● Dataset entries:
========

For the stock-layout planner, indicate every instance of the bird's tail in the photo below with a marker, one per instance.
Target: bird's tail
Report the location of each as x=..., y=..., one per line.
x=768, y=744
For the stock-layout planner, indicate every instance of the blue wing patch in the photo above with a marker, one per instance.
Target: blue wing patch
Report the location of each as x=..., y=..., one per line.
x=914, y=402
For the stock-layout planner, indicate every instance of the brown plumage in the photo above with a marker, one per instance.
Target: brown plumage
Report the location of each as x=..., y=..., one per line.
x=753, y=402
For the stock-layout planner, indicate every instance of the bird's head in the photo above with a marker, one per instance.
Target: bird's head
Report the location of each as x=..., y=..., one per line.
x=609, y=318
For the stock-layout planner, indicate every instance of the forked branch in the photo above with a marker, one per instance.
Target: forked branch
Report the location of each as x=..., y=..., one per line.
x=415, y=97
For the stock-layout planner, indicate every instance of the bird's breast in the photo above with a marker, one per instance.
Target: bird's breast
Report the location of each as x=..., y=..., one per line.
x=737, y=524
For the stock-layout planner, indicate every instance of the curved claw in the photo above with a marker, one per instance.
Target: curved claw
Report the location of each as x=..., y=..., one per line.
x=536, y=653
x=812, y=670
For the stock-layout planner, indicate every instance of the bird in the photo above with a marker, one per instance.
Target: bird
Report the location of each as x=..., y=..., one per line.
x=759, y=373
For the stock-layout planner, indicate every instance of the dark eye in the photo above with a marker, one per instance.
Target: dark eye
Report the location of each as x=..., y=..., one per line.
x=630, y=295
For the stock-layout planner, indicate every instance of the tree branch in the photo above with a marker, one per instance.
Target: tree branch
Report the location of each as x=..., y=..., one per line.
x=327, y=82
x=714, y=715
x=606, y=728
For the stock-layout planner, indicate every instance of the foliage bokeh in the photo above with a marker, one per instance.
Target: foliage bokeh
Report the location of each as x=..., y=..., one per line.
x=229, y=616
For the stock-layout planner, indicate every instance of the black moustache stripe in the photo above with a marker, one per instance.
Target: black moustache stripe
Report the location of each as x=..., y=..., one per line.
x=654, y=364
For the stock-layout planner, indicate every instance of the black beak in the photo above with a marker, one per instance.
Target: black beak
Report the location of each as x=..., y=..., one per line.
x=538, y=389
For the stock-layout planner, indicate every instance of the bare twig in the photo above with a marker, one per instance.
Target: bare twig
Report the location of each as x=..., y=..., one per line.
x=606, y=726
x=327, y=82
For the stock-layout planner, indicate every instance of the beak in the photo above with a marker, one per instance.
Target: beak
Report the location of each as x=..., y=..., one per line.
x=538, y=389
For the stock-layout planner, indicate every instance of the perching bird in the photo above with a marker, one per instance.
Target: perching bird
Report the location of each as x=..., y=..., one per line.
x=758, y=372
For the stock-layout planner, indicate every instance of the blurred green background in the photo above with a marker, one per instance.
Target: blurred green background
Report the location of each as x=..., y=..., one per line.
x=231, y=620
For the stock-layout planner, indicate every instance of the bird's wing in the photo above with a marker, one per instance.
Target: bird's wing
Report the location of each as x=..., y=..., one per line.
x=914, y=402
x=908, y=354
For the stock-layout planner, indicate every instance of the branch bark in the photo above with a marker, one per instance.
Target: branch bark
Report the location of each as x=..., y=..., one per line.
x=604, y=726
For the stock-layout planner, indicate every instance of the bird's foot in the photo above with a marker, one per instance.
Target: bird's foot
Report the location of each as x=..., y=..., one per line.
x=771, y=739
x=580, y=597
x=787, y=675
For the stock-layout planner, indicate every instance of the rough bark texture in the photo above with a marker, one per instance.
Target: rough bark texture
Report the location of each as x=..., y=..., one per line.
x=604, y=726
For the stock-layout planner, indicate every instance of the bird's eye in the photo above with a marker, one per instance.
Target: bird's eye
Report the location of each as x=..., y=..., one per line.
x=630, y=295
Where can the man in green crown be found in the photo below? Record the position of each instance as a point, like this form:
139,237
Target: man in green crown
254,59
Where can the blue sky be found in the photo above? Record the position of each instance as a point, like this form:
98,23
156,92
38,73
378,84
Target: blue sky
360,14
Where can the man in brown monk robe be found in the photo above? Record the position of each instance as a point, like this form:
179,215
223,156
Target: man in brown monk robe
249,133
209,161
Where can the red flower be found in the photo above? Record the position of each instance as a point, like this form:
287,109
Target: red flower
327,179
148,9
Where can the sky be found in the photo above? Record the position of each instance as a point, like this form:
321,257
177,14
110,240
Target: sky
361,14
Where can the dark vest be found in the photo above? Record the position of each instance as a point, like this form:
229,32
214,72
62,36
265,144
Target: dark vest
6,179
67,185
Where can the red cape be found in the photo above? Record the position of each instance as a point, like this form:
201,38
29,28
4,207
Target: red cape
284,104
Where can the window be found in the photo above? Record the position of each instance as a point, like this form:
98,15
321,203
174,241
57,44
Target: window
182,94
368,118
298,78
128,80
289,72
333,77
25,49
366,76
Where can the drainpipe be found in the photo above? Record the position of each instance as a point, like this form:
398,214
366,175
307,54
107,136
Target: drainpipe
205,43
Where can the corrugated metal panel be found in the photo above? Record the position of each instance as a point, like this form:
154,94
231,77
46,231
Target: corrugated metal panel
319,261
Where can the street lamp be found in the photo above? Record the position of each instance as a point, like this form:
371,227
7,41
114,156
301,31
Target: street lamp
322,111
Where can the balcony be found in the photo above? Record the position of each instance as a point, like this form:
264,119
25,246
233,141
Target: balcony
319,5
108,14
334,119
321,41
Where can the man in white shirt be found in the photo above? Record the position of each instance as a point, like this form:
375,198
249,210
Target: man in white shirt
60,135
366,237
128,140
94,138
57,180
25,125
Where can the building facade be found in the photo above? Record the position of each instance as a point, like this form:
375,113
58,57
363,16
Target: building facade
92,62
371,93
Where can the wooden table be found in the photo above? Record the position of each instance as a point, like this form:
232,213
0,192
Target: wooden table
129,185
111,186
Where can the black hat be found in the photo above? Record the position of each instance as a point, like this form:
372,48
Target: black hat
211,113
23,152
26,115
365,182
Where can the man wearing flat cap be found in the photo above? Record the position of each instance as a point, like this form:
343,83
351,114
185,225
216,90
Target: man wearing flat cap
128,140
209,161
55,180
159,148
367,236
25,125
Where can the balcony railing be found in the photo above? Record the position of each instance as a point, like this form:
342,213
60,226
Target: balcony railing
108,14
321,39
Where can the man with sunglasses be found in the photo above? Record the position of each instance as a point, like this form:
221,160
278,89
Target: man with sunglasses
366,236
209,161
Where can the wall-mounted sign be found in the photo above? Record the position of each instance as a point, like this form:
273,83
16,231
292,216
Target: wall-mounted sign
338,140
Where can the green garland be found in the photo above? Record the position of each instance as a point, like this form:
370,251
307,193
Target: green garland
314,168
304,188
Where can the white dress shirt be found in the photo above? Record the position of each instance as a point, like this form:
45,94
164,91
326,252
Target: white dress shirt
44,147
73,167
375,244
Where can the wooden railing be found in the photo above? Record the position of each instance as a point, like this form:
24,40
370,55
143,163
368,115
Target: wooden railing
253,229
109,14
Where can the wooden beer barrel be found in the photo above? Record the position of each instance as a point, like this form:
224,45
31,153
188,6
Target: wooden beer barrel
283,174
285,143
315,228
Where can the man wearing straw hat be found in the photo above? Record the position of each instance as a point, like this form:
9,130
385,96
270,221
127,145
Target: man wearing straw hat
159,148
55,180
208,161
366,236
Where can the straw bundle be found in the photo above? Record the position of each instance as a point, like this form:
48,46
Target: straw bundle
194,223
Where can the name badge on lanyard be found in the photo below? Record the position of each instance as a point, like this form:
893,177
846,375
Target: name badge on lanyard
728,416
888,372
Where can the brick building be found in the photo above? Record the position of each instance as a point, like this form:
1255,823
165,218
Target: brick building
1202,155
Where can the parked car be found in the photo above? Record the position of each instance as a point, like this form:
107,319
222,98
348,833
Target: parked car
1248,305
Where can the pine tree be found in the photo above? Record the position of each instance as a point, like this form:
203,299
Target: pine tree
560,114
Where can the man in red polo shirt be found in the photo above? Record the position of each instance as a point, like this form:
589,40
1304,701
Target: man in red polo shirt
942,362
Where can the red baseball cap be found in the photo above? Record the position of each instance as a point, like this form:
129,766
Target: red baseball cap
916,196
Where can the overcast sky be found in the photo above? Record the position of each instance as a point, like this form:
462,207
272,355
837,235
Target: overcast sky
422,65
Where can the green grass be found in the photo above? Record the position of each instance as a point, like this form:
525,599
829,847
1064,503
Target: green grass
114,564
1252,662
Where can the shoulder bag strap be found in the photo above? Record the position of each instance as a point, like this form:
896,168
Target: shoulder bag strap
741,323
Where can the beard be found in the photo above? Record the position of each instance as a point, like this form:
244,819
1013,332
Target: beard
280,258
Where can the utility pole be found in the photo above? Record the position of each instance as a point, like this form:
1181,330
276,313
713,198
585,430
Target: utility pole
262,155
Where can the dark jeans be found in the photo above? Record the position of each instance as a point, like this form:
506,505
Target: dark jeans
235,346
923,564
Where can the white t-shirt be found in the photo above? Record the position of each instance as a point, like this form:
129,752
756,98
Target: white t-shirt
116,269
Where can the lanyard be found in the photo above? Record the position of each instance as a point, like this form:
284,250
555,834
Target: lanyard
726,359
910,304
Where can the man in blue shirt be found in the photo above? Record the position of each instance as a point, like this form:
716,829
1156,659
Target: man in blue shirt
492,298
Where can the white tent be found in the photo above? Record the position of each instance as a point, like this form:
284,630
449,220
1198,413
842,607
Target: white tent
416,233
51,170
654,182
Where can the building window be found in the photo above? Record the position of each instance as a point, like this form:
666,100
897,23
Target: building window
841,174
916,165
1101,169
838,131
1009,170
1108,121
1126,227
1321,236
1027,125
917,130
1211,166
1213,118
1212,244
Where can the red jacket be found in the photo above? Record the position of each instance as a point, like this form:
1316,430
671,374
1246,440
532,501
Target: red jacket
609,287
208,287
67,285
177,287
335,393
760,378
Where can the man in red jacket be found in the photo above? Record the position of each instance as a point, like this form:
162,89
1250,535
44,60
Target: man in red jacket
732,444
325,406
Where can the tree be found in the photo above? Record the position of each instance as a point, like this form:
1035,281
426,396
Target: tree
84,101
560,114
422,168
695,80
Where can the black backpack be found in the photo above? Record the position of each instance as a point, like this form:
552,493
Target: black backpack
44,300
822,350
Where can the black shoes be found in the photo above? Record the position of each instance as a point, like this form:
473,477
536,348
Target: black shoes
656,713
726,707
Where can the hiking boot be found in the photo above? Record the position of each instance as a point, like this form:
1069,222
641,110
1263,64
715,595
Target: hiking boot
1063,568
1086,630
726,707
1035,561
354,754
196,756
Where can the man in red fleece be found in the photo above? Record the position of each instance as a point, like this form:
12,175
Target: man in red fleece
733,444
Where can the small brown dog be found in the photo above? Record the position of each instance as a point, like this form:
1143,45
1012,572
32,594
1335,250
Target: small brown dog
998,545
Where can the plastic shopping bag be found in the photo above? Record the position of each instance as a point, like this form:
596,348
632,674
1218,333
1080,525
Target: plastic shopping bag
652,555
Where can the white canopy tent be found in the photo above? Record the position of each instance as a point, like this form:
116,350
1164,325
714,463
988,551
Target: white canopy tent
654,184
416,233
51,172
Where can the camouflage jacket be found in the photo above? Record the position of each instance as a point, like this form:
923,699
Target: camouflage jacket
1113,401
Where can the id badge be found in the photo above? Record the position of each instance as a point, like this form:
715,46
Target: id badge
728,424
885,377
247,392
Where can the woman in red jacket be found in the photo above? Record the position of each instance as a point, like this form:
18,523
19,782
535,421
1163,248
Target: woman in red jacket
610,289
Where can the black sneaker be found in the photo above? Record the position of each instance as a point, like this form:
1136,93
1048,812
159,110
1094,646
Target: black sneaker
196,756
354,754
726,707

========

● EXERCISE OBJECTIVE: Search the data above for the string "claw" and report each line that holds it.

● FINAL ANSWER:
For the stock-layout planner, indicate every instance of the curved claw in the photo above with a marker, one per instance.
Target: curved claw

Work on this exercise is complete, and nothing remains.